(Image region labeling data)
⁂
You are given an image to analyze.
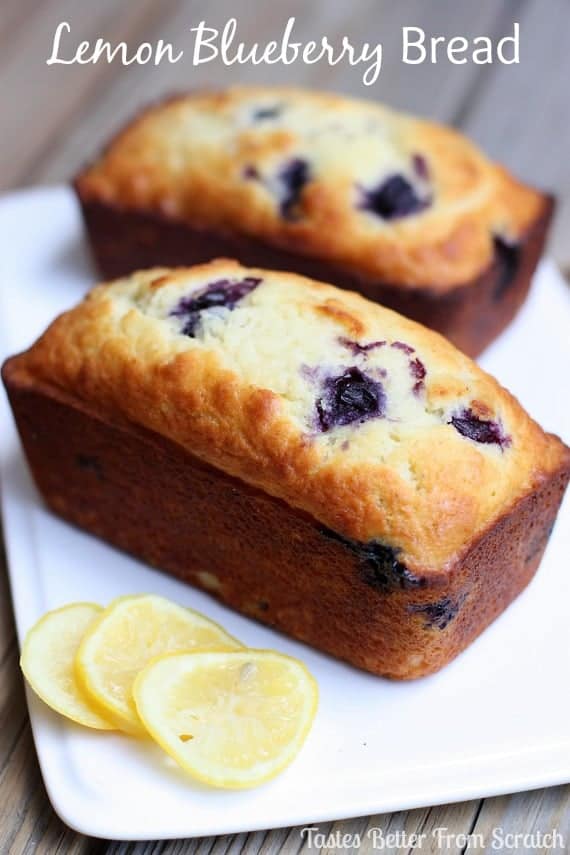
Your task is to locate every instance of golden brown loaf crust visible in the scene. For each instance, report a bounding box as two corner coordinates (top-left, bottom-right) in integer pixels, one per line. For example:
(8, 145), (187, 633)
(2, 260), (570, 679)
(77, 87), (544, 292)
(6, 260), (568, 576)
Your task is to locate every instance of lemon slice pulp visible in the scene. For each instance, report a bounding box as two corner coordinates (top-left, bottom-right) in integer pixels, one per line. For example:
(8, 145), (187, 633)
(75, 594), (242, 735)
(20, 603), (114, 730)
(133, 650), (318, 788)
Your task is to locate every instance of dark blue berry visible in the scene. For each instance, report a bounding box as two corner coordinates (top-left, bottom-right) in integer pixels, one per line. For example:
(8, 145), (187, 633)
(170, 276), (261, 338)
(390, 341), (415, 355)
(410, 359), (427, 395)
(316, 367), (386, 433)
(493, 235), (521, 300)
(242, 163), (259, 180)
(448, 409), (511, 448)
(278, 157), (311, 220)
(360, 175), (431, 220)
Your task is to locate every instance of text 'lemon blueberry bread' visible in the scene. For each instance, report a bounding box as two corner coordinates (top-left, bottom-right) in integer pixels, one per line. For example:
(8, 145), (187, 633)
(75, 87), (552, 355)
(4, 260), (570, 678)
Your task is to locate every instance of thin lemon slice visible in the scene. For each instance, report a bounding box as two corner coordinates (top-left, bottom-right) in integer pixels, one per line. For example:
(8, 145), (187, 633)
(75, 594), (242, 735)
(20, 603), (113, 730)
(133, 650), (318, 788)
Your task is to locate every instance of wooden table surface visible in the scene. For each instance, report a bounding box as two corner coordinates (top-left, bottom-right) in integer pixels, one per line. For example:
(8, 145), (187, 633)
(0, 0), (570, 855)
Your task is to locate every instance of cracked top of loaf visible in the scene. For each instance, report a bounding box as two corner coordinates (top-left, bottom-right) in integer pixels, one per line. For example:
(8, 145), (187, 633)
(15, 259), (569, 575)
(76, 87), (545, 291)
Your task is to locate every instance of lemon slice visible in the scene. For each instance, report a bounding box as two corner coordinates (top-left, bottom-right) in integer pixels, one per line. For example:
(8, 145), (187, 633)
(133, 650), (318, 788)
(75, 594), (242, 735)
(20, 603), (113, 730)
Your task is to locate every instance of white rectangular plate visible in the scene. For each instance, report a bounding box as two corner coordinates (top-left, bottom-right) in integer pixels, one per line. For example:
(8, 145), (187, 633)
(0, 188), (570, 839)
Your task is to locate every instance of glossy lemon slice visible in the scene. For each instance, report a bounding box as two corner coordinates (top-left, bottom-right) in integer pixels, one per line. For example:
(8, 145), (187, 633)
(133, 650), (318, 788)
(20, 603), (114, 730)
(75, 594), (242, 735)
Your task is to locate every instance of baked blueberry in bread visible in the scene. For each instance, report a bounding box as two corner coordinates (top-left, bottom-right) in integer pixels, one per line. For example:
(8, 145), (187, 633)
(3, 260), (570, 678)
(75, 87), (552, 356)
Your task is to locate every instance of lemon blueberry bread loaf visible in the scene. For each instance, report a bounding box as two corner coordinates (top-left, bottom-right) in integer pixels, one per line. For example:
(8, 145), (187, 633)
(3, 260), (570, 678)
(75, 87), (552, 355)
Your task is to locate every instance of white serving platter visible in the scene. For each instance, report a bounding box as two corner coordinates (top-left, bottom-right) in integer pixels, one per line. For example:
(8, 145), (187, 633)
(0, 187), (570, 839)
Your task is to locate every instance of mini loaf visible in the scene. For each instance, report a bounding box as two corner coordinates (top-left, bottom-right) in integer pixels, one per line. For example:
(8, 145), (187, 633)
(75, 87), (552, 356)
(3, 260), (570, 678)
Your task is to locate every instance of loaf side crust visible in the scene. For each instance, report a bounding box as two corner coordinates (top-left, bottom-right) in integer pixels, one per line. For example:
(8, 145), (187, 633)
(3, 372), (570, 679)
(75, 87), (550, 295)
(3, 260), (569, 577)
(74, 190), (554, 357)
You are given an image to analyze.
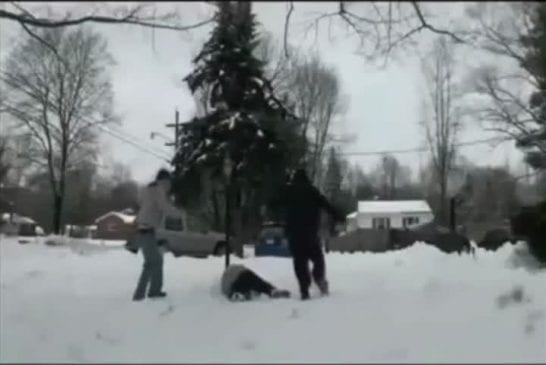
⁂
» **Work to be completed**
Update the data above so that every "integer pixels" becomes "whole-number pixels" and everything else stays the same. Leave out the pictures when you reproduce it.

» **Answer below**
You are given an image to analyze.
Your task is to locate every instance of golden brown loaf crust visible in the scene. For each instance, report a bounding box as two corner coordinates (top-left, bottom-right) in whole-number pixels, one per line. For example:
(8, 145), (187, 633)
(2, 260), (570, 679)
(77, 87), (544, 292)
(6, 260), (568, 576)
Your task is to locate every instance of lemon slice pulp visible in the scene. For each instance, report a bounding box as two corner coordinates (top-left, bottom-right) in whole-number pixels, one per line. For example:
(8, 145), (187, 633)
(75, 594), (242, 735)
(20, 603), (114, 730)
(133, 650), (318, 788)
Your task is to locate every instance of dark blue berry visible in the scene. For each instance, report a bounding box as two corner coordinates (top-left, bottom-right) in whole-number pixels, one per line. For example:
(8, 145), (187, 633)
(170, 276), (261, 338)
(390, 341), (415, 355)
(410, 359), (427, 395)
(316, 367), (386, 433)
(493, 235), (521, 300)
(242, 163), (259, 180)
(448, 409), (511, 448)
(278, 157), (311, 220)
(360, 175), (431, 220)
Your task is to locate every instance of text 'lemon blueberry bread' visible in the scene. For each instance, report a bounding box as two corner coordinates (top-left, bottom-right) in whole-number pixels, one per line. For example:
(8, 145), (187, 633)
(75, 87), (552, 355)
(4, 260), (570, 678)
Your task is to locate every instance of thin lemon slice visible in the scene. For each instance, report a bounding box as two corner coordinates (top-left, bottom-right) in whole-number pixels, one per line. For example:
(8, 145), (187, 633)
(75, 594), (242, 735)
(20, 603), (113, 730)
(133, 650), (318, 788)
Your task is to locate every instance of wooden table surface visible in the scene. For each instance, report a bounding box as two corner coordinates (top-left, bottom-right) in whole-number pixels, one per line. For example:
(8, 145), (187, 633)
(0, 0), (570, 855)
Your task is to locate every instance of cracked top of loaf visible in the scene. For each instance, report a bounding box as two corner coordinates (top-left, bottom-right) in whole-number pixels, one per line. For example:
(8, 145), (187, 633)
(15, 259), (569, 575)
(76, 87), (545, 291)
Your task is to locate every instance of lemon slice visible in the scene. For each instance, report a bounding box as two corner coordinates (top-left, bottom-right) in whole-number pixels, one per line. For example:
(8, 145), (187, 633)
(133, 650), (318, 788)
(75, 594), (242, 735)
(20, 603), (113, 730)
Your task is to locate every instance of white rectangular plate visible in the scene. For each instance, report a bounding box as two corner coordinates (top-left, bottom-right) in whole-number pixels, one per line. For example:
(8, 145), (187, 633)
(0, 188), (570, 839)
Your task is to locate every instance of glossy lemon slice visible in the scene. For each instance, report a bounding box as two corner coordinates (top-left, bottom-right) in whole-number pixels, one per line. For example:
(8, 145), (187, 633)
(133, 650), (318, 788)
(20, 603), (114, 730)
(75, 594), (242, 735)
Your task is to locate every instance of baked blueberry in bread visible in the scene. For each instance, report a bounding box as two corner coordinates (top-left, bottom-right) in whole-number pixels, one per line. For example:
(8, 145), (187, 633)
(3, 260), (570, 678)
(75, 87), (552, 356)
Your task is to locate every instance of lemon blueberry bread loaf visible in the scene. For each instance, report a bounding box as two corner coordinates (top-left, bottom-right) in whole-number pixels, one per line. For example:
(8, 145), (187, 633)
(3, 260), (570, 678)
(75, 87), (552, 355)
Your task is to locate every instance of white serving platter visible in the scene. For each instance, report a bounding box as two corner coordinates (top-left, bottom-right) in whole-number pixels, one per line. For example:
(8, 145), (187, 633)
(0, 187), (570, 839)
Your task is to locate every instance of mini loaf visible in the scene. For each instance, report a bounding box as two corner coordinates (top-left, bottom-right) in whole-number pixels, one per line. For example:
(8, 145), (187, 633)
(75, 87), (552, 356)
(3, 260), (570, 678)
Your task is to locate every instance of loaf side crust visible in the scene. For each instance, report a bounding box as two corner coordinates (top-left, bottom-right) in whole-number pixels, one per line. For example:
(8, 145), (187, 633)
(3, 372), (570, 679)
(75, 87), (550, 295)
(3, 260), (569, 577)
(74, 190), (554, 357)
You are given an image to analyze.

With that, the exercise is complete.